The gallbladder secretes bile which helps breakdown fats in the digestive tract. This bile comes from the liver to the gallbladder and then on to the stomach. If the tubes from the liver become blocked from the formation of stones, gallbladder symptoms such as acid reflux, nausea and vomiting can arise until the stones dissolve or pass. The gallbladder is not a necessary organ in the body and can be removed and the patient can live a healthy life without it.
Symptoms of gallbladder disease can be nausea, vomiting, a low grade fever, dark colored urine and a yellowing of the eyes and or skin. Abdominal pain is also associated with gallbladder stones as they become lodged in the tubes not allowing the bile to pass through. Pain will remain until the stones dissolve or pass.
Consuming large amounts of fatty foods can trigger a gallbladder attack since the main function of the gallbladder is to break down fat in foods. If the bile from the liver is being blocked by stones, the fat cannot be broken down resulting in indigestion, gas, burping and the feeling of being overly full. Although these symptoms can be the result of other medical problems, it's wise to keep a journal of foods that affect you negatively.
A gallbladder attack may occur after a large meal but can also occur from blockage from gallstones. It may start as a feeling of indigestion and move on to more intense pressure in the stomach and in some instances chest pains that may feel like a heart attack. The duration of these symptoms can be a few minutes to several hours.

- To do:
[a] Answer these questions using the passage on gallbladder symptoms:
(i) Where does the bile that reaches the gallbladder come from?
(ii) What kind of eating can trigger a gallbladder attack?
(iii) How long can the symptoms of a gallbladder attack last?
[b] Summarize the passage on gallbladder symptoms in two sentences.

- Data under study:
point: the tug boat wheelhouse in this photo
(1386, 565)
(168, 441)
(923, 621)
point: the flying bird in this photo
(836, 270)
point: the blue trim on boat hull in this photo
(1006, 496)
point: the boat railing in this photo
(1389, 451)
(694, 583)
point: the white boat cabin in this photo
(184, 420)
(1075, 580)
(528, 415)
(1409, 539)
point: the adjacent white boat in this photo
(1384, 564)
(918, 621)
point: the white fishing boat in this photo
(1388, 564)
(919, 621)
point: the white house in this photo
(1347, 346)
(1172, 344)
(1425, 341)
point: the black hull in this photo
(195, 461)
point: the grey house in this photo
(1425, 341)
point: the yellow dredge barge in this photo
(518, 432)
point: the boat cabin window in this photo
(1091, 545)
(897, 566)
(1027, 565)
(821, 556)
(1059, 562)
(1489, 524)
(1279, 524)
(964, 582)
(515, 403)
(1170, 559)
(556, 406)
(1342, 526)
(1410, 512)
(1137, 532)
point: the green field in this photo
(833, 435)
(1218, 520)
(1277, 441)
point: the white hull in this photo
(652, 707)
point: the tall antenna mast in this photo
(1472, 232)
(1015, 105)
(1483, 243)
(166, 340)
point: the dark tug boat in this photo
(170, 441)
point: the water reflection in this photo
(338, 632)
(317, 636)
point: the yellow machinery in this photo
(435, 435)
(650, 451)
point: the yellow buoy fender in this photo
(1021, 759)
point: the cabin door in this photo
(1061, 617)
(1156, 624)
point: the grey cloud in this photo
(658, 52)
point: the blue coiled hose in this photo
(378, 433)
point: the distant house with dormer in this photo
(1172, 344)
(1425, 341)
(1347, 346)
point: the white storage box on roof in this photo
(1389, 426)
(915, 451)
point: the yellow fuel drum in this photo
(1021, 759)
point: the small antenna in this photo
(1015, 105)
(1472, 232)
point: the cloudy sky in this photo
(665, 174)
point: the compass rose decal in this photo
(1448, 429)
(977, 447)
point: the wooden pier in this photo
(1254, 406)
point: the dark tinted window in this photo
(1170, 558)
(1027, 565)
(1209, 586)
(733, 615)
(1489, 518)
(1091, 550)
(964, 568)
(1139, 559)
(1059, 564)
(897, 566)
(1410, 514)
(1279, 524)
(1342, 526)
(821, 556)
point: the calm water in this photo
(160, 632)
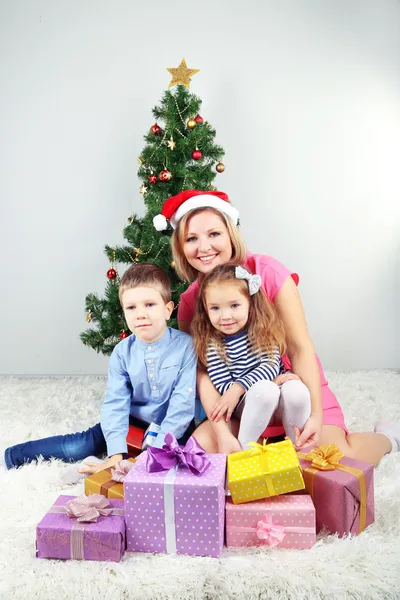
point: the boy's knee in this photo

- Results:
[a]
(i) It comes from the liver.
(ii) Consuming large amounts of fatty foods can trigger an attack.
(iii) They can last from a few minutes to several hours.

[b] The gallbladder secretes bile from the liver that helps break down fats, and when stones block the tubes, symptoms such as nausea, vomiting, fever, dark urine, yellowing of the eyes or skin, and abdominal pain can persist until the stones dissolve or pass. Large amounts of fatty food can trigger an attack, which may start as indigestion, build to intense stomach pressure or chest pain, and last from a few minutes to several hours.